> [Records for processing]:
····················
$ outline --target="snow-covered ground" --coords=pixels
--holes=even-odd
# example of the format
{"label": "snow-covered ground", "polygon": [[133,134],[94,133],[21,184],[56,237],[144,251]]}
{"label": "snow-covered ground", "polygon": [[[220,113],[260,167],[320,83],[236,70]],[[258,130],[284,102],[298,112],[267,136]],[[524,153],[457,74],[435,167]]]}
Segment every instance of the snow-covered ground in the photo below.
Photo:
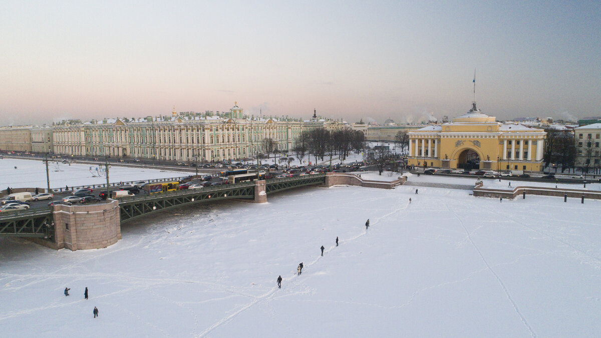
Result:
{"label": "snow-covered ground", "polygon": [[[15,169],[14,167],[17,168]],[[103,166],[53,162],[49,165],[52,188],[103,184],[106,183]],[[91,169],[90,169],[91,168]],[[129,168],[111,165],[109,179],[111,183],[187,176],[189,173],[156,169]],[[0,159],[0,189],[11,188],[44,188],[47,185],[46,164],[41,161]]]}
{"label": "snow-covered ground", "polygon": [[599,336],[601,202],[413,188],[171,210],[100,250],[0,238],[0,336]]}

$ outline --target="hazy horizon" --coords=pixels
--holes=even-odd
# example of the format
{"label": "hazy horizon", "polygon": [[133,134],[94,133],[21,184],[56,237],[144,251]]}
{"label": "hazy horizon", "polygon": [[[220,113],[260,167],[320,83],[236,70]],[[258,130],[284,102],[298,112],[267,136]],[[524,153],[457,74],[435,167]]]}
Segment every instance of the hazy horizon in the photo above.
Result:
{"label": "hazy horizon", "polygon": [[0,125],[227,111],[601,115],[601,4],[0,4]]}

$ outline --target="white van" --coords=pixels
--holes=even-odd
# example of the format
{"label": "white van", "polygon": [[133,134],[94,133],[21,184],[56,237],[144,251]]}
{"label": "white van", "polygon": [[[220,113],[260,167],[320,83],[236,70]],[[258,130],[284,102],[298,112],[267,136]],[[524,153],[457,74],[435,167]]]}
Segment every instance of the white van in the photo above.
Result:
{"label": "white van", "polygon": [[111,198],[118,200],[120,198],[127,198],[135,196],[133,192],[129,190],[117,190],[111,192]]}
{"label": "white van", "polygon": [[[33,198],[31,197],[31,192],[15,192],[14,194],[11,194],[4,198],[5,201],[21,201],[22,202],[26,202],[31,201]],[[4,204],[4,203],[2,203]]]}

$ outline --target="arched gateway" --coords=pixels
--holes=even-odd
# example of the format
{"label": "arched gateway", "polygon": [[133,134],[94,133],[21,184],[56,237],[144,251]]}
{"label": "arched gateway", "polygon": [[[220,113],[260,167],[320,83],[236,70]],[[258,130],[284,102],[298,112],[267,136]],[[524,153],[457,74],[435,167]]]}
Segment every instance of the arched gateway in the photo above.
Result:
{"label": "arched gateway", "polygon": [[543,168],[544,131],[497,122],[494,116],[476,108],[475,102],[453,122],[432,124],[407,134],[409,165],[532,171]]}

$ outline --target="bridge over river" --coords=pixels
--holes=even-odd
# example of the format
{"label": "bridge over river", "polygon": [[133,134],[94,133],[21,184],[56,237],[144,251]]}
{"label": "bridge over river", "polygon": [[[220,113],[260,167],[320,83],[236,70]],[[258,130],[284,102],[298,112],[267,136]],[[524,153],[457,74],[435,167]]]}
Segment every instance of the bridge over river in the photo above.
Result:
{"label": "bridge over river", "polygon": [[[30,238],[55,248],[105,247],[120,239],[121,224],[150,214],[224,199],[265,202],[268,194],[308,185],[328,186],[328,180],[326,174],[316,174],[139,195],[94,204],[32,208],[0,215],[0,236]],[[115,226],[119,229],[112,231]]]}

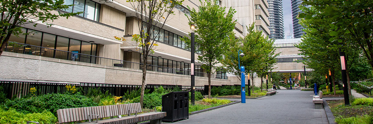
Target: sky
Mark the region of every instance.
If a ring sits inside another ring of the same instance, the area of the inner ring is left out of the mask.
[[[282,0],[282,9],[283,12],[283,26],[284,26],[284,34],[285,35],[285,38],[286,38],[286,36],[289,35],[289,33],[290,32],[289,30],[289,25],[292,29],[293,28],[293,22],[292,20],[291,17],[291,5],[290,4],[291,0]],[[292,34],[291,34],[293,35]]]

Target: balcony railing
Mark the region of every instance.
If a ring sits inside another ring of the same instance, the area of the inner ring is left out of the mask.
[[[18,46],[7,46],[5,51],[63,60],[98,64],[102,65],[116,66],[136,69],[142,69],[142,63],[122,60],[100,57],[81,53],[67,51],[59,50],[17,43]],[[149,71],[190,75],[191,71],[165,67],[148,64],[146,70]],[[197,76],[207,77],[207,73],[195,72]],[[213,74],[211,78],[228,79],[225,76]]]

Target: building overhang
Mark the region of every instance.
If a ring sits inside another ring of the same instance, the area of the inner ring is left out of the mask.
[[[104,45],[122,44],[122,42],[118,40],[110,39],[104,37],[88,34],[78,30],[63,27],[59,25],[52,25],[48,27],[48,25],[40,21],[32,19],[32,21],[38,24],[34,27],[34,23],[29,23],[22,25],[22,27],[34,29],[35,31],[43,32],[49,34],[63,36],[69,38],[81,40],[87,42],[94,42],[95,44]]]

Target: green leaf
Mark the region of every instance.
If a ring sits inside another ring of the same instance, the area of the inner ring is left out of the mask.
[[[332,31],[329,33],[329,35],[331,36],[334,36],[338,34],[338,32],[335,31]]]

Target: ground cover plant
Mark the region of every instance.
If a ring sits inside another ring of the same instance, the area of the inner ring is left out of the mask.
[[[50,112],[25,114],[13,108],[8,110],[0,109],[0,124],[25,124],[28,121],[38,122],[41,124],[54,124],[57,118]]]
[[[216,98],[206,98],[196,101],[195,105],[192,105],[189,103],[189,113],[191,112],[200,111],[207,108],[226,104],[232,102],[228,99],[218,99]]]
[[[344,100],[327,101],[338,124],[372,124],[373,117],[372,98],[354,100],[351,106],[345,106]]]

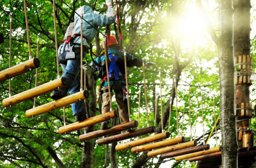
····················
> [What you should do]: Set down all of the material above line for line, leaving out the pictures.

> [Response]:
$ outline --target="snow-covered ground" --coords=pixels
--holes=even-odd
# example of the format
{"label": "snow-covered ground", "polygon": [[133,134],[94,133],[21,184],[56,237],[144,251]]}
{"label": "snow-covered ground", "polygon": [[[220,113],[260,167],[320,83],[236,70]],[[258,130],[284,102],[298,112],[267,136]],[[524,153],[457,74],[435,167]]]}
Segment every instance of the snow-covered ground in the photo below.
Photo:
Result:
{"label": "snow-covered ground", "polygon": [[[15,169],[14,167],[17,168]],[[103,166],[53,162],[49,165],[52,188],[103,184],[106,183]],[[91,169],[90,169],[91,168]],[[129,168],[111,165],[109,179],[111,183],[187,176],[189,173],[156,169]],[[0,159],[0,189],[11,188],[44,188],[47,185],[46,164],[41,161]]]}
{"label": "snow-covered ground", "polygon": [[599,336],[601,202],[413,188],[171,210],[100,250],[0,238],[0,336]]}

$ outline --target="hazy horizon" --coords=pixels
--holes=even-odd
# example of the format
{"label": "hazy horizon", "polygon": [[133,134],[94,133],[21,184],[56,237],[144,251]]}
{"label": "hazy horizon", "polygon": [[[220,113],[260,167],[320,83],[236,70]],[[258,130],[284,102],[298,112],[267,136]],[[524,153],[457,74],[435,167]]]}
Segment every instance of the hazy horizon in the photo above.
Result:
{"label": "hazy horizon", "polygon": [[0,125],[227,111],[601,115],[601,4],[0,4]]}

$ outline --target="white van" --coords=pixels
--holes=even-odd
# example of the format
{"label": "white van", "polygon": [[133,134],[94,133],[21,184],[56,237],[144,251]]}
{"label": "white van", "polygon": [[[220,113],[260,167],[320,83],[236,70]],[[258,130],[284,102],[298,112],[267,136]],[[524,153],[457,74],[435,167]]]}
Segment every instance of the white van in the photo above.
Result:
{"label": "white van", "polygon": [[111,198],[118,200],[120,198],[127,198],[135,196],[133,192],[129,190],[117,190],[111,192]]}
{"label": "white van", "polygon": [[[33,198],[31,197],[31,192],[15,192],[14,194],[11,194],[4,198],[5,201],[21,201],[22,202],[26,202],[31,201]],[[4,204],[4,203],[2,203]]]}

$ outline --target="arched gateway" --coords=pixels
--holes=even-odd
# example of the format
{"label": "arched gateway", "polygon": [[133,134],[94,133],[21,184],[56,237],[144,251]]}
{"label": "arched gateway", "polygon": [[[220,113],[260,167],[320,83],[236,70]],[[258,130],[284,102],[298,112],[267,136]],[[524,153],[457,74],[435,167]]]}
Segment every instance of the arched gateway in the photo above.
Result:
{"label": "arched gateway", "polygon": [[543,168],[544,131],[497,122],[494,116],[476,108],[475,102],[453,122],[432,124],[407,134],[409,165],[532,171]]}

$ outline --target="bridge over river" --coords=pixels
--holes=even-odd
# example of the format
{"label": "bridge over river", "polygon": [[133,134],[94,133],[21,184],[56,237],[144,251]]}
{"label": "bridge over river", "polygon": [[[220,113],[260,167],[320,83],[236,70]],[[258,130],[284,102],[298,112],[267,136]],[[524,153],[457,74],[435,167]]]}
Segment every instance of the bridge over river in the photo above.
Result:
{"label": "bridge over river", "polygon": [[[30,238],[55,248],[105,247],[120,239],[121,224],[150,214],[224,199],[265,202],[268,194],[308,185],[328,186],[328,180],[326,174],[316,174],[139,195],[94,204],[32,208],[0,215],[0,236]],[[115,226],[119,229],[112,231]]]}

Target: sky
Mark the region of every instance.
If a ring sits inside another ring of the same instance, the area of the inner ring is left out of the mask.
[[[282,0],[282,9],[283,12],[283,26],[284,26],[284,34],[285,35],[285,38],[286,38],[286,36],[289,35],[289,33],[290,32],[289,30],[289,25],[292,29],[293,28],[293,22],[292,20],[291,17],[291,5],[290,4],[291,0]],[[292,34],[291,34],[293,35]]]

Target: balcony railing
Mark the region of every instance.
If a ring sits inside another ring of the same instance, the area of the inner ring is left out of the mask.
[[[18,46],[7,46],[5,51],[63,60],[98,64],[102,65],[116,66],[136,69],[142,69],[142,63],[122,60],[100,57],[81,53],[67,51],[59,50],[17,43]],[[149,71],[190,75],[191,71],[165,67],[148,64],[146,70]],[[197,76],[207,77],[207,73],[195,72]],[[213,74],[211,78],[228,79],[225,76]]]

Target: building overhang
Mark the region of every instance.
If a ring sits inside another ring of the same instance, the area of the inner ring is left out of the mask.
[[[104,45],[122,44],[122,42],[118,40],[110,39],[104,37],[88,34],[78,30],[63,27],[59,25],[52,25],[48,27],[48,25],[40,21],[32,19],[32,21],[38,24],[34,27],[34,23],[29,23],[22,25],[22,27],[34,29],[35,31],[43,32],[49,34],[63,36],[69,38],[81,40],[87,42],[94,42],[95,44]]]

Target: green leaf
Mark the region of every instance.
If a ring sits inside another ring of the same instance, the area of the inner ring is left out of the mask.
[[[332,31],[329,33],[329,35],[331,36],[334,36],[338,34],[338,32],[335,31]]]

Target: ground cover plant
Mark the region of every instance.
If a ring sits inside another ring of the same instance, the area of the inner ring is left out of the mask.
[[[50,112],[25,114],[13,108],[8,110],[0,109],[0,124],[25,124],[28,121],[38,122],[41,124],[54,124],[57,118]]]
[[[216,98],[206,98],[196,101],[195,105],[192,105],[189,103],[189,113],[191,112],[200,111],[207,108],[226,104],[232,102],[228,99],[218,99]]]
[[[344,100],[327,101],[338,124],[372,124],[373,117],[372,98],[354,100],[351,106],[345,106]]]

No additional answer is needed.